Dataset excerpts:
*-*-*
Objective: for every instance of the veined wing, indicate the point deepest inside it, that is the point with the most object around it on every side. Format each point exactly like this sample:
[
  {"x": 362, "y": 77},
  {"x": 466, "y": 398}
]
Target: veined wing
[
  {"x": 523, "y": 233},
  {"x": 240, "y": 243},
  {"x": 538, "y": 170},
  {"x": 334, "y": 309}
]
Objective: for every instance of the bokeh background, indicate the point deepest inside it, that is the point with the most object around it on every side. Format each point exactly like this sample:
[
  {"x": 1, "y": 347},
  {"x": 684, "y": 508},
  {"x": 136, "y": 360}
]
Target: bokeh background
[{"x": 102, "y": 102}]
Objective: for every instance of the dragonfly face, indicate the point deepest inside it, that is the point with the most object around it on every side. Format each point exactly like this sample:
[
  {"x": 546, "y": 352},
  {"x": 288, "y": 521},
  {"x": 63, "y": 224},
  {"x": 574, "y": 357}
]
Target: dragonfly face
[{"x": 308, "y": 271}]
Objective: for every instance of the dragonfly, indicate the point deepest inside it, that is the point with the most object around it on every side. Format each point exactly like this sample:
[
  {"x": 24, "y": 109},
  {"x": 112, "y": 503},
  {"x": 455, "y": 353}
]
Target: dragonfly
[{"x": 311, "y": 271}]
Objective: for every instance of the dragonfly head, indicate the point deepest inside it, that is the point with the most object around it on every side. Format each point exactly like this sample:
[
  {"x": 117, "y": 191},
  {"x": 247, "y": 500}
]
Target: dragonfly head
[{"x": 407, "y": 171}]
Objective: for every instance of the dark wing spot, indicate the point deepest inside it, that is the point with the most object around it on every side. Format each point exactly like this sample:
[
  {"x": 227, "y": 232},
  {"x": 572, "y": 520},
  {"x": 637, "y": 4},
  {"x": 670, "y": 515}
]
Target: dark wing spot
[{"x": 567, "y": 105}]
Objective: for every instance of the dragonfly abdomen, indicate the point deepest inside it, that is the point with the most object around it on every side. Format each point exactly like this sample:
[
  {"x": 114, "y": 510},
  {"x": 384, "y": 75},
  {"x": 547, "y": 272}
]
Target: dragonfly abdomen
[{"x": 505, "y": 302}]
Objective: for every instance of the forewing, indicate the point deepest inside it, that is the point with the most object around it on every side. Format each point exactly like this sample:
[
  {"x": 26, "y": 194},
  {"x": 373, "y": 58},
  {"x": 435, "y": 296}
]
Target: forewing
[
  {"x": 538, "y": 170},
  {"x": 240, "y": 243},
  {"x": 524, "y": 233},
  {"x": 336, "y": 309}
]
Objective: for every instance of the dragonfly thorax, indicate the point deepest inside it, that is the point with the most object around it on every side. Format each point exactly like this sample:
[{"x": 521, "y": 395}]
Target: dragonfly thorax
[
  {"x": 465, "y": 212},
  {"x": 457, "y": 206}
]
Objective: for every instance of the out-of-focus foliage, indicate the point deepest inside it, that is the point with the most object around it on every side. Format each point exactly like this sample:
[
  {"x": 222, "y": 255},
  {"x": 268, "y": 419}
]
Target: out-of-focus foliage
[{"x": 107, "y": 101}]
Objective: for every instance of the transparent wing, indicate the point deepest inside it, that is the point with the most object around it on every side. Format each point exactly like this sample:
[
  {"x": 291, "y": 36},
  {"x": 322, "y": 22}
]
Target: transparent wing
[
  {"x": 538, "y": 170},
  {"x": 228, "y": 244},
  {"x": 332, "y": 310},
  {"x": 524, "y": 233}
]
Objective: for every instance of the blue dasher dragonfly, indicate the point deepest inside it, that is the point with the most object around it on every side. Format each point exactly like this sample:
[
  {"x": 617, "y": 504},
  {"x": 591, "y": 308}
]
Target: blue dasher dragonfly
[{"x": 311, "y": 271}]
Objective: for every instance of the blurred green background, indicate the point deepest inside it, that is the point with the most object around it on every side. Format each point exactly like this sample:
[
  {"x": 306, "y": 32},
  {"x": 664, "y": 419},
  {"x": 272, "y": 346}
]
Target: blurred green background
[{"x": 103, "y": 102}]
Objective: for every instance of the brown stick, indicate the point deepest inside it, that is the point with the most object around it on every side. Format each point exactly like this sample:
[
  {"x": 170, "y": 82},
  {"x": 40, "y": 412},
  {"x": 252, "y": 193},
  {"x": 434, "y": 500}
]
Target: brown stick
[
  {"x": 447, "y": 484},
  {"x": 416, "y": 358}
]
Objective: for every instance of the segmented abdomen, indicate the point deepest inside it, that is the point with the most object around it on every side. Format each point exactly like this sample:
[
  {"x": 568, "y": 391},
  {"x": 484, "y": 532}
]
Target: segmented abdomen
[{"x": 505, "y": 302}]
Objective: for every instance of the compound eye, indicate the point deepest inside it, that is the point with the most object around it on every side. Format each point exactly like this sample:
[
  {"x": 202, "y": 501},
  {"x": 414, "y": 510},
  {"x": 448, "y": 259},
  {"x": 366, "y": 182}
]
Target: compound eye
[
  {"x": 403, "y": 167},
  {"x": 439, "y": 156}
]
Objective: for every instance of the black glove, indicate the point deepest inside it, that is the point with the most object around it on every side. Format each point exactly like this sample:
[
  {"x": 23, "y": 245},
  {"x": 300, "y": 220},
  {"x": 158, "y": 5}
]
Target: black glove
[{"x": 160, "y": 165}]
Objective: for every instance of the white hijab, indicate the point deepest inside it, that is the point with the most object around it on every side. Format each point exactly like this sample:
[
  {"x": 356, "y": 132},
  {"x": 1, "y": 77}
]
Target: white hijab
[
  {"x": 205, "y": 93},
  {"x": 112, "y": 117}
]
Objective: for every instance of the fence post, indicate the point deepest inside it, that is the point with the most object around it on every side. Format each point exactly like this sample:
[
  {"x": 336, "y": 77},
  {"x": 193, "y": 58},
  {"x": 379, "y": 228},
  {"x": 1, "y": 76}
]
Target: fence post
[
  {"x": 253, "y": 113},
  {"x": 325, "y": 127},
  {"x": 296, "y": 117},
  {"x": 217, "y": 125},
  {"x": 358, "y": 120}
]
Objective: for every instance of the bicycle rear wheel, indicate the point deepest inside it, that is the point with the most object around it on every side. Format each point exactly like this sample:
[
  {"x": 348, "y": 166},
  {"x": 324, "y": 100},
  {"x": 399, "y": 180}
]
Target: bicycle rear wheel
*-*-*
Return each full line of the entries that contains the word "bicycle".

Objective: for every instance of the bicycle rear wheel, indicate the point deepest inside it, that is the point with the most object around it on every side. Format each point exactly like this sample:
Target: bicycle rear wheel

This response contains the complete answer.